====== Records for this task ======

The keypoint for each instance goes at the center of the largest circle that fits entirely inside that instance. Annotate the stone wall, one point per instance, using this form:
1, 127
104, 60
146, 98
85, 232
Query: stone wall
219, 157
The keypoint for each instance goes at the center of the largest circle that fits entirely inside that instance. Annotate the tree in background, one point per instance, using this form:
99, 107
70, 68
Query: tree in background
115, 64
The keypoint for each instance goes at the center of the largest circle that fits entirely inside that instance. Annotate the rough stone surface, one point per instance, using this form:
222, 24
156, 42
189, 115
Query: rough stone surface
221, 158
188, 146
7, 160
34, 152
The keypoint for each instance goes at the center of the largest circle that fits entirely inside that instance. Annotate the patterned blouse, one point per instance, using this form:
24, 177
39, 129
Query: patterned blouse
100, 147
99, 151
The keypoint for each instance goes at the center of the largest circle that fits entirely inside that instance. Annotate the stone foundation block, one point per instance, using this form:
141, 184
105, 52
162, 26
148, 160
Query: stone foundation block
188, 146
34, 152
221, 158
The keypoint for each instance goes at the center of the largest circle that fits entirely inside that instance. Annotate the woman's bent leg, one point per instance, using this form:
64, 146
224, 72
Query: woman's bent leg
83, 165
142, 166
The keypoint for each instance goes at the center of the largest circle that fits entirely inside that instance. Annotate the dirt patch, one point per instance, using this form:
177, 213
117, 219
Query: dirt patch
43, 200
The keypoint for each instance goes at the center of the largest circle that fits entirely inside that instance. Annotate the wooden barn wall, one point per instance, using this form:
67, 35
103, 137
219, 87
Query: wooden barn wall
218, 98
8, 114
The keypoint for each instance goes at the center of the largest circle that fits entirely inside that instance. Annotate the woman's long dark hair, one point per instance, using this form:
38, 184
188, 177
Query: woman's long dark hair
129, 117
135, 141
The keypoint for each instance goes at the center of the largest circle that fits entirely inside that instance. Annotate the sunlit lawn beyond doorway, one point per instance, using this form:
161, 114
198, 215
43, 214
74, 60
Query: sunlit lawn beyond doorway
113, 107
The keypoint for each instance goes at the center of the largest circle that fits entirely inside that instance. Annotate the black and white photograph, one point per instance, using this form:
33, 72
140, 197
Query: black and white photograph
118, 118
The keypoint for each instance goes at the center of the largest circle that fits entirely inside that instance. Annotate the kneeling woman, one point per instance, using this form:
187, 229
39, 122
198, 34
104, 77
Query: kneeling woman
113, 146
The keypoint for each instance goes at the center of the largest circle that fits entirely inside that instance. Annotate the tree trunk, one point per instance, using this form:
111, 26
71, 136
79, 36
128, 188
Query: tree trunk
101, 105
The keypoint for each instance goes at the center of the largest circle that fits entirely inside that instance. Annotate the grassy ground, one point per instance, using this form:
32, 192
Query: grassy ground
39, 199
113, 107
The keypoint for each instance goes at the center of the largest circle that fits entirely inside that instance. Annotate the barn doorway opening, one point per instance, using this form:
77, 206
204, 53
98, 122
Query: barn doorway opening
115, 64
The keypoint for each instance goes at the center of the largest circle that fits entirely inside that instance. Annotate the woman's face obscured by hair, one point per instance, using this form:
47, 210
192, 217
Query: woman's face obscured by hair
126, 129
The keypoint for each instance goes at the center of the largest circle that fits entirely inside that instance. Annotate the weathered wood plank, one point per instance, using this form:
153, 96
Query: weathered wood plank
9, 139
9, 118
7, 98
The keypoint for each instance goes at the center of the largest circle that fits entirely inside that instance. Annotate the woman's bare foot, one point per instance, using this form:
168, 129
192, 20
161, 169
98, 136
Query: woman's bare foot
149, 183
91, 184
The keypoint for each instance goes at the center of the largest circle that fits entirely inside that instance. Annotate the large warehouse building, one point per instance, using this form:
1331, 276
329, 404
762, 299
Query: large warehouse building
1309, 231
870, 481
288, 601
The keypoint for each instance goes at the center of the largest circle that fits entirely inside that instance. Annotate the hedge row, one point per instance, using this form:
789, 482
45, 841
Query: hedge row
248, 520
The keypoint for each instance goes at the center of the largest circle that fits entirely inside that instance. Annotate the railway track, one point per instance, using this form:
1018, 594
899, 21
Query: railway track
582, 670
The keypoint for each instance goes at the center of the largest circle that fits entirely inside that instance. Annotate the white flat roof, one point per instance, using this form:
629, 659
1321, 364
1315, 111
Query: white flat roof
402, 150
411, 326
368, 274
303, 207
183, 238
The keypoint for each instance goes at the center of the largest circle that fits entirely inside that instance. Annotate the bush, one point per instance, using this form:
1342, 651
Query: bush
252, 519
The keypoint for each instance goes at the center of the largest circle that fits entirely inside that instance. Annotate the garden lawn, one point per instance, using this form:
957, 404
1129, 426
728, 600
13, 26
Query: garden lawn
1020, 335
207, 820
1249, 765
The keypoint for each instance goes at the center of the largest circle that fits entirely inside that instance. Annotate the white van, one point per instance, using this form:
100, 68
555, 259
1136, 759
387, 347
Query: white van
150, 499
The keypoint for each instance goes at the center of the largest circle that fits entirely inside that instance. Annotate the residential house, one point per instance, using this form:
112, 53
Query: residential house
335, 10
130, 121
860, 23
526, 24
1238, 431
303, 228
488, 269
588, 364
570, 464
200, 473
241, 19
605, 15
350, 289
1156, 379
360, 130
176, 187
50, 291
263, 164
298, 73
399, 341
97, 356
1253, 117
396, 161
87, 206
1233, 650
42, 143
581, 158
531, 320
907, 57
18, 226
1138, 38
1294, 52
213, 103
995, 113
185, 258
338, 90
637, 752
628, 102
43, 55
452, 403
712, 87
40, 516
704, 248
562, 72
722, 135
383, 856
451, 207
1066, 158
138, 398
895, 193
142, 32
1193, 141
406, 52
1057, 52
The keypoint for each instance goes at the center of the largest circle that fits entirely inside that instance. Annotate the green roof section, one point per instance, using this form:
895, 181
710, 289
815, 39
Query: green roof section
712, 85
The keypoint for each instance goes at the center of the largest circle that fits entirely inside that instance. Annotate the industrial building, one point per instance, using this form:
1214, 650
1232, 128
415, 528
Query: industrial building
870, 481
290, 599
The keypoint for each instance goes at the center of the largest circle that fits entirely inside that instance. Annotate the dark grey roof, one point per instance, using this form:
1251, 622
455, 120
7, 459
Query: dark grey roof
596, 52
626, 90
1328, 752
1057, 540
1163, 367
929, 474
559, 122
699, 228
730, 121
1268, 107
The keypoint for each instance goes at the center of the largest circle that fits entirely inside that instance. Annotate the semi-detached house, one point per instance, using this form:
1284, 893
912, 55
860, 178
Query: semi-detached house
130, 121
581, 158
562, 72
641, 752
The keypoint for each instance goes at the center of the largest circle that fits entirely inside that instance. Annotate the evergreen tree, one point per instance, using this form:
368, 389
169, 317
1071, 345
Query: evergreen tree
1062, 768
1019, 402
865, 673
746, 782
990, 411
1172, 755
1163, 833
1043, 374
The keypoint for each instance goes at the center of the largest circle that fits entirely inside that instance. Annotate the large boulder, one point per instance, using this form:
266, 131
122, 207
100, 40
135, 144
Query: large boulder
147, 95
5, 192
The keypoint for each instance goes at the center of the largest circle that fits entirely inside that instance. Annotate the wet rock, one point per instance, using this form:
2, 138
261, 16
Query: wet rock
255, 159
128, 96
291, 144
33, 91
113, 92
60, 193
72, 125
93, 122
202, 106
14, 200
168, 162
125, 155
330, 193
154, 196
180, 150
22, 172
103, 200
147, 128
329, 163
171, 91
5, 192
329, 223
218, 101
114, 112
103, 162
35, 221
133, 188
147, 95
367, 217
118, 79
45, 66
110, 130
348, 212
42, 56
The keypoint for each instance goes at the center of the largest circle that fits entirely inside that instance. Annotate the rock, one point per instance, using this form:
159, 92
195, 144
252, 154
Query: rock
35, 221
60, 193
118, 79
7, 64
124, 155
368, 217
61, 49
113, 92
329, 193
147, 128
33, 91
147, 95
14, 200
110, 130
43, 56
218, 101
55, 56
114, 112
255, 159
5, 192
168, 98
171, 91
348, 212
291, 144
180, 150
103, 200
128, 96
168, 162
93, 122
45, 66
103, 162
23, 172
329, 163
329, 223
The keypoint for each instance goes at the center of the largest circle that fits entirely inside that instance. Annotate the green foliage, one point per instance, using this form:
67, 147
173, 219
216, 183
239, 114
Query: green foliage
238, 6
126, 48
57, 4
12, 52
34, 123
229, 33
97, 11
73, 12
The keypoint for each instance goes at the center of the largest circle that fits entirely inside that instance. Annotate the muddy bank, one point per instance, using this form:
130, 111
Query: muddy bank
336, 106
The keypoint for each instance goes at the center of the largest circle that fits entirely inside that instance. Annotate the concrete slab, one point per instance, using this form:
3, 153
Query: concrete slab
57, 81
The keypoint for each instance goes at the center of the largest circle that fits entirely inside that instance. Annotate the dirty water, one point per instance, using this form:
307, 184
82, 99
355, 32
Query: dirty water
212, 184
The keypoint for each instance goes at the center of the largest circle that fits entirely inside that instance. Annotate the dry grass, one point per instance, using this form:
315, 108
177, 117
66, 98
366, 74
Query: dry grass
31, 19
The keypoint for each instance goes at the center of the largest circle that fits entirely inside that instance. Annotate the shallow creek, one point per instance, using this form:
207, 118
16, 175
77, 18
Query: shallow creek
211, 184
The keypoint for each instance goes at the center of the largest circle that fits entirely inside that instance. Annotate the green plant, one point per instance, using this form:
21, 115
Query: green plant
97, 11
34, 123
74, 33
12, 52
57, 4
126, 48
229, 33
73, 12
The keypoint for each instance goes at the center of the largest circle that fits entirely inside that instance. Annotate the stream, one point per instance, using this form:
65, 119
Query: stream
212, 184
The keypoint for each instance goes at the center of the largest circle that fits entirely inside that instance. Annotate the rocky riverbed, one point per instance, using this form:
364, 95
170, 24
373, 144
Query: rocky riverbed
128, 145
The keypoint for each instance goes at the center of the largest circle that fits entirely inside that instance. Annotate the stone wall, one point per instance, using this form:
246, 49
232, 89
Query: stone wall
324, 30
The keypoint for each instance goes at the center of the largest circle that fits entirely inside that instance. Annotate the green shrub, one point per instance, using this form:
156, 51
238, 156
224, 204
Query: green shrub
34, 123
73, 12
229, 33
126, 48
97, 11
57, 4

======

• **Required task**
Copy the items verbatim, from the line containing "Annotate the shallow" through the end of the items, both ends included.

• **The completed task**
The keypoint for each instance goes at the center of the largest circle that fits entirely inside that instance. Annotate the shallow creek, one point per instance, using this form:
207, 118
16, 175
77, 18
Query: shallow creek
211, 184
The keypoint for each instance goes at the center of the largest circle that fits entirely inside that instance. Annotate the green plant, one point per instance, using this form:
21, 115
Query: green plant
97, 11
34, 123
74, 33
12, 52
57, 4
126, 48
229, 33
73, 12
The keypoint for each instance goes at the center of the largest circle that fits entirely inside that instance. Annotate the stream, one point per instance, using this form:
65, 119
Query: stream
212, 184
The keypoint for each instance goes at the center of the largest circle that fits entirely inside that instance. Annotate the rocky riverbed, one point per instance, using this form:
364, 95
170, 24
373, 144
Query: rocky riverbed
128, 145
The keypoint for each instance goes at the center of the largest circle that fits entirely inside that instance. Annotate the stone wall, one point per instance, using this form:
246, 49
232, 89
Query: stone wall
324, 30
The keypoint for each instance goes at the center of the largest circle that fits entirely inside that instance. Annotate the green shrub, one point per instance, using this form:
156, 51
238, 156
224, 204
Query: green shrub
34, 123
73, 12
229, 33
126, 48
97, 11
57, 4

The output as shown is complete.